Search the data for the word "target" and copy every line where it occurs.

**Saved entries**

---------------

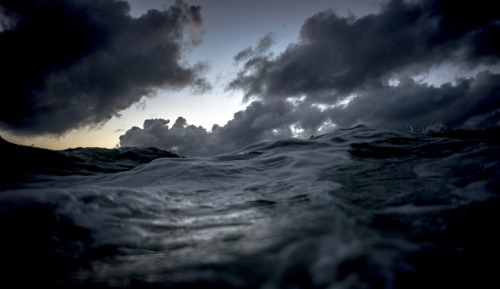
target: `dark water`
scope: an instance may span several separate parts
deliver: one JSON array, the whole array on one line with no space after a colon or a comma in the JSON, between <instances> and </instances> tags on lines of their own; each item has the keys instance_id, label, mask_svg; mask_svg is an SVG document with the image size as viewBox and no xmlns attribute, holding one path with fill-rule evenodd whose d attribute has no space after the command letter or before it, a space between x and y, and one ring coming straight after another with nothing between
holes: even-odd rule
<instances>
[{"instance_id":1,"label":"dark water","mask_svg":"<svg viewBox=\"0 0 500 289\"><path fill-rule=\"evenodd\" d=\"M0 191L0 287L499 288L498 133L357 126L210 158L26 162Z\"/></svg>"}]
</instances>

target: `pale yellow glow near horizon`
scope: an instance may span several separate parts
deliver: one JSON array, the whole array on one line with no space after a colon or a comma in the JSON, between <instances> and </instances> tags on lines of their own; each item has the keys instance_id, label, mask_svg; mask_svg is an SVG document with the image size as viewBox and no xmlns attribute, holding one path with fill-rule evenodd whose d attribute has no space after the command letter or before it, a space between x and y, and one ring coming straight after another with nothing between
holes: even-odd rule
<instances>
[{"instance_id":1,"label":"pale yellow glow near horizon","mask_svg":"<svg viewBox=\"0 0 500 289\"><path fill-rule=\"evenodd\" d=\"M188 124L202 126L211 130L212 125L224 126L234 113L244 109L248 103L242 103L241 92L223 92L214 89L204 95L191 95L189 90L165 92L145 101L145 108L132 106L121 112L121 117L114 117L102 126L73 130L62 136L16 136L0 130L5 140L27 146L51 150L64 150L77 147L114 148L123 135L133 126L142 128L144 120L152 118L169 119L170 125L182 116Z\"/></svg>"},{"instance_id":2,"label":"pale yellow glow near horizon","mask_svg":"<svg viewBox=\"0 0 500 289\"><path fill-rule=\"evenodd\" d=\"M0 131L2 138L19 145L34 146L50 150L65 150L77 147L113 148L118 143L120 132L110 134L103 130L82 130L63 136L24 137Z\"/></svg>"}]
</instances>

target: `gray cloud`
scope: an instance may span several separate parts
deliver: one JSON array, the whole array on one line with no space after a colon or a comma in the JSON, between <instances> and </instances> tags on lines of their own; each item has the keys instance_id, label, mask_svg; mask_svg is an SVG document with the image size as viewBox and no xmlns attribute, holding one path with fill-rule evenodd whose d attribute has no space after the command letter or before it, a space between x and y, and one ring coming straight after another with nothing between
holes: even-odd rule
<instances>
[{"instance_id":1,"label":"gray cloud","mask_svg":"<svg viewBox=\"0 0 500 289\"><path fill-rule=\"evenodd\" d=\"M179 117L172 127L170 120L147 119L143 128L132 127L120 136L122 147L157 147L189 156L208 155L214 148L208 144L208 133L202 127L188 125Z\"/></svg>"},{"instance_id":2,"label":"gray cloud","mask_svg":"<svg viewBox=\"0 0 500 289\"><path fill-rule=\"evenodd\" d=\"M293 116L283 103L251 103L234 114L225 126L214 125L212 131L187 124L177 118L170 127L169 120L148 119L143 128L133 127L120 136L120 146L155 146L174 150L185 156L206 156L240 149L254 142L290 137L288 123Z\"/></svg>"},{"instance_id":3,"label":"gray cloud","mask_svg":"<svg viewBox=\"0 0 500 289\"><path fill-rule=\"evenodd\" d=\"M326 113L287 101L254 101L235 113L226 125L214 125L211 131L189 125L182 117L177 118L172 127L169 120L148 119L143 128L133 127L120 136L120 146L155 146L184 156L227 153L264 140L317 134ZM294 131L294 125L302 130Z\"/></svg>"},{"instance_id":4,"label":"gray cloud","mask_svg":"<svg viewBox=\"0 0 500 289\"><path fill-rule=\"evenodd\" d=\"M444 64L500 67L500 11L489 1L474 7L392 0L361 18L318 13L283 53L270 52L268 35L234 57L242 66L229 89L241 89L253 102L226 125L207 132L163 124L158 134L145 124L129 130L121 144L144 146L161 135L155 139L160 147L207 155L358 123L396 130L499 125L500 74L486 70L440 85L417 80Z\"/></svg>"},{"instance_id":5,"label":"gray cloud","mask_svg":"<svg viewBox=\"0 0 500 289\"><path fill-rule=\"evenodd\" d=\"M0 0L0 126L62 134L101 124L158 89L206 88L180 64L199 42L200 7L129 15L125 1ZM189 33L191 31L191 33Z\"/></svg>"},{"instance_id":6,"label":"gray cloud","mask_svg":"<svg viewBox=\"0 0 500 289\"><path fill-rule=\"evenodd\" d=\"M358 19L318 13L303 24L301 41L279 56L246 59L230 88L243 89L247 98L307 95L336 102L402 72L426 72L445 62L497 63L500 12L479 2L474 13L459 12L456 1L398 0Z\"/></svg>"},{"instance_id":7,"label":"gray cloud","mask_svg":"<svg viewBox=\"0 0 500 289\"><path fill-rule=\"evenodd\" d=\"M500 74L484 71L438 87L403 78L397 86L364 92L347 107L329 110L329 115L340 126L367 123L396 130L407 124L415 129L434 123L463 128L498 125Z\"/></svg>"},{"instance_id":8,"label":"gray cloud","mask_svg":"<svg viewBox=\"0 0 500 289\"><path fill-rule=\"evenodd\" d=\"M304 22L300 41L280 55L249 48L238 54L243 66L229 88L243 90L245 99L300 97L300 106L331 107L359 95L346 109L329 109L328 119L339 125L395 128L427 119L463 126L480 115L494 123L496 75L439 88L411 81L442 64L499 67L500 12L489 1L475 3L473 13L468 5L392 0L361 18L318 13ZM399 85L389 85L392 80Z\"/></svg>"}]
</instances>

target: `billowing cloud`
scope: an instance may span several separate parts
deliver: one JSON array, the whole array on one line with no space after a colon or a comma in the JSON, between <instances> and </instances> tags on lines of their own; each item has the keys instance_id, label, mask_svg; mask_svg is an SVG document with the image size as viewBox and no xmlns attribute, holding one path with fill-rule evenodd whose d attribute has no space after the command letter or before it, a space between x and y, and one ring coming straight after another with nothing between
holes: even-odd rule
<instances>
[{"instance_id":1,"label":"billowing cloud","mask_svg":"<svg viewBox=\"0 0 500 289\"><path fill-rule=\"evenodd\" d=\"M258 105L253 104L253 106ZM231 121L232 125L228 128L214 125L210 132L201 126L189 125L183 117L178 117L172 127L169 126L170 120L147 119L142 128L132 127L120 136L120 146L154 146L173 150L185 156L206 156L236 150L241 148L241 145L259 139L255 136L257 132L250 135L246 129L249 126L248 119L251 117L248 114L251 114L251 111L249 108L248 113L236 113L235 119ZM241 126L245 129L238 131L236 127L240 123L244 123ZM231 140L227 141L227 138Z\"/></svg>"},{"instance_id":2,"label":"billowing cloud","mask_svg":"<svg viewBox=\"0 0 500 289\"><path fill-rule=\"evenodd\" d=\"M129 15L126 1L0 0L0 127L61 134L101 124L158 89L204 86L181 65L200 7Z\"/></svg>"},{"instance_id":3,"label":"billowing cloud","mask_svg":"<svg viewBox=\"0 0 500 289\"><path fill-rule=\"evenodd\" d=\"M427 72L448 62L497 63L500 12L489 1L479 2L473 13L466 4L445 0L392 0L379 14L357 19L318 13L303 24L300 42L279 56L246 59L230 87L243 89L247 98L306 95L335 103L401 73Z\"/></svg>"},{"instance_id":4,"label":"billowing cloud","mask_svg":"<svg viewBox=\"0 0 500 289\"><path fill-rule=\"evenodd\" d=\"M163 125L161 131L171 135L163 133L156 144L205 155L358 123L396 130L499 125L500 10L490 1L475 2L474 11L468 5L391 0L360 18L320 12L306 19L300 40L278 55L267 35L234 57L242 66L228 86L253 101L245 110L211 132ZM443 65L487 69L440 84L422 79ZM145 125L121 141L143 146L157 135ZM202 139L198 148L181 151ZM205 151L196 151L200 147Z\"/></svg>"},{"instance_id":5,"label":"billowing cloud","mask_svg":"<svg viewBox=\"0 0 500 289\"><path fill-rule=\"evenodd\" d=\"M153 146L189 155L207 155L212 149L207 143L210 134L204 128L188 125L182 117L172 127L169 123L165 119L147 119L143 128L132 127L120 136L120 146Z\"/></svg>"},{"instance_id":6,"label":"billowing cloud","mask_svg":"<svg viewBox=\"0 0 500 289\"><path fill-rule=\"evenodd\" d=\"M395 130L435 123L452 128L499 124L500 74L483 71L437 87L409 77L400 81L397 86L363 92L345 108L333 108L328 114L340 126L365 123Z\"/></svg>"},{"instance_id":7,"label":"billowing cloud","mask_svg":"<svg viewBox=\"0 0 500 289\"><path fill-rule=\"evenodd\" d=\"M318 133L325 115L315 107L296 107L288 101L254 101L211 131L177 118L172 127L164 119L148 119L120 136L120 146L155 146L184 156L208 156L242 149L256 142ZM294 124L300 123L300 130ZM298 128L298 126L297 126ZM325 127L325 129L328 129Z\"/></svg>"}]
</instances>

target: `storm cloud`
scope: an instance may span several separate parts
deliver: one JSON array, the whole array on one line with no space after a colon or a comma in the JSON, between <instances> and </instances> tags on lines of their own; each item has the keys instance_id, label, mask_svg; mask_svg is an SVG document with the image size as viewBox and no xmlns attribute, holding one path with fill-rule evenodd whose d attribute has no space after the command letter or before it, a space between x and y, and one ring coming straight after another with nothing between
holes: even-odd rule
<instances>
[{"instance_id":1,"label":"storm cloud","mask_svg":"<svg viewBox=\"0 0 500 289\"><path fill-rule=\"evenodd\" d=\"M270 52L267 35L234 57L241 69L228 87L251 103L224 126L198 128L209 144L204 154L360 123L394 130L500 123L500 11L490 1L392 0L360 18L328 10L306 19L299 35L280 54ZM443 66L478 72L435 84L425 77ZM135 139L149 131L136 128ZM146 144L128 134L122 145ZM174 147L169 139L159 145Z\"/></svg>"},{"instance_id":2,"label":"storm cloud","mask_svg":"<svg viewBox=\"0 0 500 289\"><path fill-rule=\"evenodd\" d=\"M332 103L443 63L496 64L500 12L488 1L475 2L473 12L467 5L393 0L379 14L357 19L331 10L318 13L303 24L300 41L279 56L246 59L230 87L247 98L306 95Z\"/></svg>"},{"instance_id":3,"label":"storm cloud","mask_svg":"<svg viewBox=\"0 0 500 289\"><path fill-rule=\"evenodd\" d=\"M295 136L297 133L291 124L304 121L307 113L313 116L312 119L321 121L316 109L309 110L300 111L286 101L254 101L245 110L235 113L226 125L214 125L211 131L189 125L183 117L178 117L171 127L170 120L148 119L142 128L133 127L120 136L120 146L155 146L190 157L227 153L255 142ZM312 127L316 127L316 123ZM309 131L302 131L305 133Z\"/></svg>"},{"instance_id":4,"label":"storm cloud","mask_svg":"<svg viewBox=\"0 0 500 289\"><path fill-rule=\"evenodd\" d=\"M394 130L408 125L422 130L436 123L468 129L495 126L500 120L500 74L484 71L441 86L407 77L397 86L361 93L328 114L342 127L357 123Z\"/></svg>"},{"instance_id":5,"label":"storm cloud","mask_svg":"<svg viewBox=\"0 0 500 289\"><path fill-rule=\"evenodd\" d=\"M129 12L126 1L0 0L0 127L62 134L160 89L207 85L202 65L181 64L200 41L200 7Z\"/></svg>"}]
</instances>

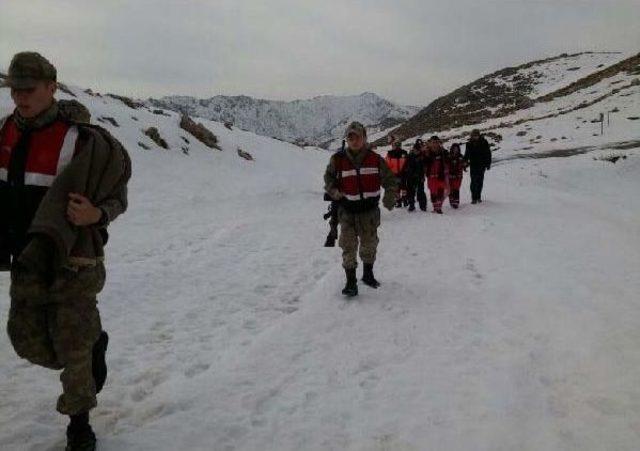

---------------

**Task answer**
target: `dark water`
target: `pale yellow glow near horizon`
target: `gray cloud`
target: `billowing cloud`
target: `storm cloud`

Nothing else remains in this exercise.